# Data
----------

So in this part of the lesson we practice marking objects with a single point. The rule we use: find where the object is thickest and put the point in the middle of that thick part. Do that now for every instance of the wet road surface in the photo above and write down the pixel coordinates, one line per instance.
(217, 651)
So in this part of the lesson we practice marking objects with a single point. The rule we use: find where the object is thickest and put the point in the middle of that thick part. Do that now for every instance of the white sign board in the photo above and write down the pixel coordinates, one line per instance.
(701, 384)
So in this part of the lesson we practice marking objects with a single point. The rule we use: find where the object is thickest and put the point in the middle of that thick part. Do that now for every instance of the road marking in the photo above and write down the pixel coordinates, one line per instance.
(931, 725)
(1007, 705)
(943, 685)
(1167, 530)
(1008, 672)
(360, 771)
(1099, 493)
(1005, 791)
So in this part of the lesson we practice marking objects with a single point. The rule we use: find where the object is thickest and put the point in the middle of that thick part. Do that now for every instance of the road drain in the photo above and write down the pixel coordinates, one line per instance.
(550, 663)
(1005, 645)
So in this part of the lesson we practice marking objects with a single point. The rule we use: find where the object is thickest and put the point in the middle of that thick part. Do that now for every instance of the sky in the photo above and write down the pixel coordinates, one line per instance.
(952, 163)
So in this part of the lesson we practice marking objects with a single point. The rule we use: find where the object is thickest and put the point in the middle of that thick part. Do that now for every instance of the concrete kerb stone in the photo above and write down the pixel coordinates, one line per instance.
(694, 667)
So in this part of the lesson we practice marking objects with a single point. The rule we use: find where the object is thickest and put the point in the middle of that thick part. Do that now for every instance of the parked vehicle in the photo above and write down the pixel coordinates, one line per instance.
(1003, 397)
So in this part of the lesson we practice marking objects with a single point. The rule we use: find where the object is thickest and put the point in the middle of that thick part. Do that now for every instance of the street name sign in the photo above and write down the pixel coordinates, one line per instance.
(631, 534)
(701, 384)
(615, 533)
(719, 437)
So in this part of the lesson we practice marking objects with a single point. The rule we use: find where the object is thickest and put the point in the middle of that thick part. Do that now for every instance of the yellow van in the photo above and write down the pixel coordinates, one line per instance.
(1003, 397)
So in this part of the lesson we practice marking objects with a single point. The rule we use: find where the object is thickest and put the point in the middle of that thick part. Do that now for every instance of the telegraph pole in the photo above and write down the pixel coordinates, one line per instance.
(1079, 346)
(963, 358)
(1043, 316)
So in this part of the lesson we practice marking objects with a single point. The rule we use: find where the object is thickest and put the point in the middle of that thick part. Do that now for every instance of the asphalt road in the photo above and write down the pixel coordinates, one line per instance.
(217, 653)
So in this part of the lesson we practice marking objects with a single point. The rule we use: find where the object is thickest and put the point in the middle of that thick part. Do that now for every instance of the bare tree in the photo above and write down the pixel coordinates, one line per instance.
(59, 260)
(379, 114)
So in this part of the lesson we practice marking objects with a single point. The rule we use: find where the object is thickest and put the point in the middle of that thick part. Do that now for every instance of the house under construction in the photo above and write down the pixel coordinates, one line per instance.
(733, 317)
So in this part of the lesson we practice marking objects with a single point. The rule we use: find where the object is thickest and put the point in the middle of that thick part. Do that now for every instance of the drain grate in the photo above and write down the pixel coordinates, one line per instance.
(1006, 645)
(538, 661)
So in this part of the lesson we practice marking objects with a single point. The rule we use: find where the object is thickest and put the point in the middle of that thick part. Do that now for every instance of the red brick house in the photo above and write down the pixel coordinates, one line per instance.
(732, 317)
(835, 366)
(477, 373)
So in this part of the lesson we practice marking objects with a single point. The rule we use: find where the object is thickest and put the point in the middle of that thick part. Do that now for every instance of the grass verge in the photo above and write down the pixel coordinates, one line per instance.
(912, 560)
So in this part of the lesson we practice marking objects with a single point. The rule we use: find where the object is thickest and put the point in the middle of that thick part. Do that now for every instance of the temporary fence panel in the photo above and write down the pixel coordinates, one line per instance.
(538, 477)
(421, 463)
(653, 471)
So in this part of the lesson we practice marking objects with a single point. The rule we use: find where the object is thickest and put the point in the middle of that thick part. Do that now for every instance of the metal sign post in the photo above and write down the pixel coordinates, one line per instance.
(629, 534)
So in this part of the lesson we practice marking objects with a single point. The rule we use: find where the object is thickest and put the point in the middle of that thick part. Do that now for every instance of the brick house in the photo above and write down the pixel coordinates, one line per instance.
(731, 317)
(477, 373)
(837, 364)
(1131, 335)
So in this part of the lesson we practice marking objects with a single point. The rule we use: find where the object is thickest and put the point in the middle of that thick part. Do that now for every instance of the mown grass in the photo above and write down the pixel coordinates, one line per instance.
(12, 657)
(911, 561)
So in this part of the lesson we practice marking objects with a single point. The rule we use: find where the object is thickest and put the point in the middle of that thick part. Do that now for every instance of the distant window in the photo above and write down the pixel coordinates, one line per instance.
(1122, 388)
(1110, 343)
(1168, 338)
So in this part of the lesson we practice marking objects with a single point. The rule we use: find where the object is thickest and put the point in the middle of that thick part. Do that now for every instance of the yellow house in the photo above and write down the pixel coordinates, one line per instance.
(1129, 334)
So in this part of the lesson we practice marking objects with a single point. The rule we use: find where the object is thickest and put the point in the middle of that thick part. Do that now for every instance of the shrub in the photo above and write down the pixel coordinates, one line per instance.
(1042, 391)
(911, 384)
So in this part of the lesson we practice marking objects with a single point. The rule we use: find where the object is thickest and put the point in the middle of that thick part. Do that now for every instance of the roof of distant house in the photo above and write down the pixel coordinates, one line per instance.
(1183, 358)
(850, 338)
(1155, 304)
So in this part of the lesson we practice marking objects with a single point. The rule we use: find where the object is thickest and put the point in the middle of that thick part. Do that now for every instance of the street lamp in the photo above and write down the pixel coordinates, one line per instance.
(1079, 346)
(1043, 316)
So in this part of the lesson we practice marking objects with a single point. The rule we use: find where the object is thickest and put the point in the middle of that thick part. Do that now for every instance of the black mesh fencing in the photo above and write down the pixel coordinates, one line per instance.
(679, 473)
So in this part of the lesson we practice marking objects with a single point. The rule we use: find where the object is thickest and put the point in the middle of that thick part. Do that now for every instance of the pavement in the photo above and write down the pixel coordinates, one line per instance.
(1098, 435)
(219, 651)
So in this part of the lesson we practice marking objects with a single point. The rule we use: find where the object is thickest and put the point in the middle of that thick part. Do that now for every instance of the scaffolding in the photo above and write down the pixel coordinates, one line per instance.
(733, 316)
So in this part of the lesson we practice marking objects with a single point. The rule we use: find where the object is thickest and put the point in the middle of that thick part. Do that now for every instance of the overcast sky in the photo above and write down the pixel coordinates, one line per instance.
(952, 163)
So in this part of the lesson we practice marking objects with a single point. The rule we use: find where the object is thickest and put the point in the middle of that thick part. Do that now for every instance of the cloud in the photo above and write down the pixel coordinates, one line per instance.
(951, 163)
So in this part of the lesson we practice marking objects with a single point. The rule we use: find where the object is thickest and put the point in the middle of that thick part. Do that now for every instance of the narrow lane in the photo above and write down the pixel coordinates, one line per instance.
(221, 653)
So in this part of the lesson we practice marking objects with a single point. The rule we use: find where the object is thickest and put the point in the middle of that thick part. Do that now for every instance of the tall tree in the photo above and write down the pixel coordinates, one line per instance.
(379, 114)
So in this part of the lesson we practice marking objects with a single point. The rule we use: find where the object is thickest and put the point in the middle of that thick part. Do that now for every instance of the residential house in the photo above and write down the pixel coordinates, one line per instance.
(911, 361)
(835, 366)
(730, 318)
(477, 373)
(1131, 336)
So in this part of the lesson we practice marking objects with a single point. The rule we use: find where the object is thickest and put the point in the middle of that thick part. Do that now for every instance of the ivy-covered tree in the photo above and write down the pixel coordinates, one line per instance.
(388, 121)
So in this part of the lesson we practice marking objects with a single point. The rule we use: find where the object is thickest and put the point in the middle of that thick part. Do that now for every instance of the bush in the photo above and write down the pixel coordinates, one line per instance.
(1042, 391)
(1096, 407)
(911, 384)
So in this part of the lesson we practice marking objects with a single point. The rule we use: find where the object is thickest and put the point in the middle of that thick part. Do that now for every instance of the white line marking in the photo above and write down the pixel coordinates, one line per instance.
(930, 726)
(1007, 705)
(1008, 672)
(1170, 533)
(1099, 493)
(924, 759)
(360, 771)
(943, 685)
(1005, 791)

----------

# Exercise goal
Please rewrite the entries in the part that opens with the line containing "of the brick" and closes with the line containing "(1155, 304)", swapping "thickest" for "widest" and leaving everything else unchanged.

# Result of this task
So in this part of the lesson we practice marking objects with a single point. The rule we use: find where the object is widest and put the point in the middle of that thick part. Do that now for every instance of the brick house in the photo above and write down the pixel coordinates, one line per instance.
(731, 317)
(477, 373)
(837, 364)
(1131, 335)
So in this part of the lesson we practice marking objects with a single point. The rule we use: find where the object is widest and put the point in the middle of that thick part. Do that now for every instance of the mown grass in the photo above and write down the pixel coordinates, one line per instance.
(12, 657)
(911, 561)
So in this part of the lesson we practice marking objects with a single point. The rule we use: find where the object is widest and put the point in the middle of that thick part. Do that now for every instance of the distant window in the photo above and write down the pixel coordinates, one line per instance.
(1122, 388)
(1110, 343)
(1168, 338)
So in this part of the lesson we practice marking objects with a single point. The rule we use: find where the object is widest and put the point in the middle of that thick part. Do that now for every instance of the yellow house in the photo above and write down the pixel coordinates, one line per instance.
(1129, 334)
So in this part of the lesson we practice marking objects with a single point. The rule we use: find where the object is widest and put the point in the middle of that thick part. Do that now for every instance of the shrub in the photo above and write down the pixel coordinates, one line per instance.
(1042, 391)
(911, 384)
So in this part of the lesson we practice marking objects with a single point. The rule we use: find where the object is widest and put the point in the middle of that thick part. Do that now for every instance of the roof of distant house in the photo above and write down the pixel coordinates, one line per instance.
(1183, 358)
(850, 338)
(1155, 304)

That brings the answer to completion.